Collection entries:
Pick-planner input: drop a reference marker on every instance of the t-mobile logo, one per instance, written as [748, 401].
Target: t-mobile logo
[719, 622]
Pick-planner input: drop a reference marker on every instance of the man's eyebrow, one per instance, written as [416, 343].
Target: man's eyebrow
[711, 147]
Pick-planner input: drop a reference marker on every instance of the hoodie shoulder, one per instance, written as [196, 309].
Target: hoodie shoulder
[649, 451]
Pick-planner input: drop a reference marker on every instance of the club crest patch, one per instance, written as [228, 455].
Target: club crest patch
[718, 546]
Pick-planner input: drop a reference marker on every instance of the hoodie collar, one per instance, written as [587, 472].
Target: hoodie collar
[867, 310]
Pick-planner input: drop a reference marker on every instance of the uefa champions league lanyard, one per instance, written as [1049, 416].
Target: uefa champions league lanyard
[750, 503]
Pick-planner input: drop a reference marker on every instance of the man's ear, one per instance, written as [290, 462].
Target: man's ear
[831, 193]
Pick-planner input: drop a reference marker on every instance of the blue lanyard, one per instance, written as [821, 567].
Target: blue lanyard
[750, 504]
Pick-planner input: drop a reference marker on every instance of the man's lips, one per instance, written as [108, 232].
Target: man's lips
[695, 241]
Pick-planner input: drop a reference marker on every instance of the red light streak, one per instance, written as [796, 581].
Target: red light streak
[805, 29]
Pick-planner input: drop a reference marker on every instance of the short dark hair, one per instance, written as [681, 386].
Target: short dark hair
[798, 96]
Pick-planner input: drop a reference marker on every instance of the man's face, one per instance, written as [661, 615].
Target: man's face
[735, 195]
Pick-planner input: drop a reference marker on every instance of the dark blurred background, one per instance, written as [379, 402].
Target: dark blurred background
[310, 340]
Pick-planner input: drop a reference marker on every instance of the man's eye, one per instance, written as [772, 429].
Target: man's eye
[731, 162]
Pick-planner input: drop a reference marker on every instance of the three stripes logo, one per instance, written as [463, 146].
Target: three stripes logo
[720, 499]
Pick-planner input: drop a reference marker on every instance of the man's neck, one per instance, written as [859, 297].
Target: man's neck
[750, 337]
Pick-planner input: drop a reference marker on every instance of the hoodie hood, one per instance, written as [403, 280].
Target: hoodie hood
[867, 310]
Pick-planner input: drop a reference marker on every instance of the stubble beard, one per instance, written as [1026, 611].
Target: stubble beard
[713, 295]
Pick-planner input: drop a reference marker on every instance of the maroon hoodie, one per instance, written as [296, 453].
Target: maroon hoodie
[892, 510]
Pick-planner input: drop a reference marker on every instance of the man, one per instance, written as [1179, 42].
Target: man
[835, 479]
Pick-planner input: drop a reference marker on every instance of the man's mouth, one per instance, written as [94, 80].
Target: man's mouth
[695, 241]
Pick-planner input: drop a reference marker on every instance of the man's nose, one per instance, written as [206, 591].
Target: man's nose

Task statement -
Rewrite every line of the records above as a numbered list, leaving out any blank lines.

Task solution -
1. Pick-planner input: drop a reference marker on every instance of the t-mobile logo, one per instance, written as [748, 401].
2. Target: t-mobile logo
3. [719, 622]
4. Pick-planner input: drop a reference marker on every instance of the man's eyebrow, one per instance, written as [416, 343].
5. Target: man's eyebrow
6. [711, 147]
7. Pick-planner input: drop a reference marker on every instance of the hoodie shoulder, one per instance, written as [196, 309].
8. Target: hoodie shoulder
9. [649, 451]
10. Pick-planner input: drop a reference marker on every instance of the club crest patch, one per instance, written as [228, 455].
11. Target: club crest patch
12. [718, 546]
13. Pick-planner input: drop a reference marker on every instance of the hoodie collar, one per instance, written as [587, 472].
14. Target: hoodie collar
15. [867, 310]
16. Pick-planner input: drop a reference marker on every instance of the uefa champions league lanyard, one per instance, written as [1049, 416].
17. Target: uefa champions league lanyard
18. [750, 503]
19. Pick-planner input: drop a reference marker on every instance of the man's ear, one per instance, written as [290, 462].
20. Target: man's ear
21. [831, 193]
22. Pick-planner input: drop a reference marker on every instance of the blue lanyard, one per instance, written as [821, 567].
23. Target: blue lanyard
24. [750, 504]
25. Pick-planner input: drop a reference marker on every instance of the man's lips, one per instance, written as [108, 232].
26. Target: man's lips
27. [695, 241]
28. Pick-planner input: drop a reference marker on every instance of the red light streak, one per instance, written as [796, 581].
29. Target: red light streak
30. [805, 29]
31. Pick-planner input: drop a reference marker on every instance of the short dark hair, one per instance, written as [681, 386].
32. Target: short dark hair
33. [798, 96]
34. Pick-planner input: drop a reference marker on every instance of the man's face, one per instance, written as [661, 615].
35. Target: man's face
36. [735, 195]
37. Pick-planner input: drop a reference marker on every instance of the dark blurred background, one per instance, written as [379, 402].
38. Target: dark blurred background
39. [310, 340]
40. Pick-planner input: drop a reference marker on every instance of the man's eye, one per instance, written as [772, 429].
41. Target: man's eye
42. [731, 162]
43. Pick-planner input: drop a reference marker on every instance of the three stripes logo, one per instance, written as [463, 146].
44. Target: three stripes logo
45. [720, 499]
46. Pick-planner input: drop a reference marker on every instance of the man's neck, one per instance, written as [859, 297].
47. Target: man's neck
48. [750, 337]
49. Pick-planner input: drop a reference marker on every instance of the hoodie hood, one per instance, written as [403, 280].
50. Target: hoodie hood
51. [867, 310]
52. Pick-planner input: drop a reference marker on every instance of the stubble beard, one per instance, written as [1026, 611].
53. Target: stubble beard
54. [713, 295]
55. Pick-planner input: drop a reference marker on every instance of the maroon hoodie, one per instance, written as [296, 453].
56. Target: maroon hoodie
57. [892, 510]
58. Pick-planner input: drop a reference marker on every instance of the man, one per instance, written as [1179, 42].
59. Target: man
60. [835, 479]
61. Pick-planner input: drop a reference marker on every instance of the man's mouth, one per instance, written as [94, 80].
62. Target: man's mouth
63. [695, 241]
64. Pick-planner input: drop a reference marker on every instance of the man's nose, one per instance, written as [206, 591].
65. Target: man's nose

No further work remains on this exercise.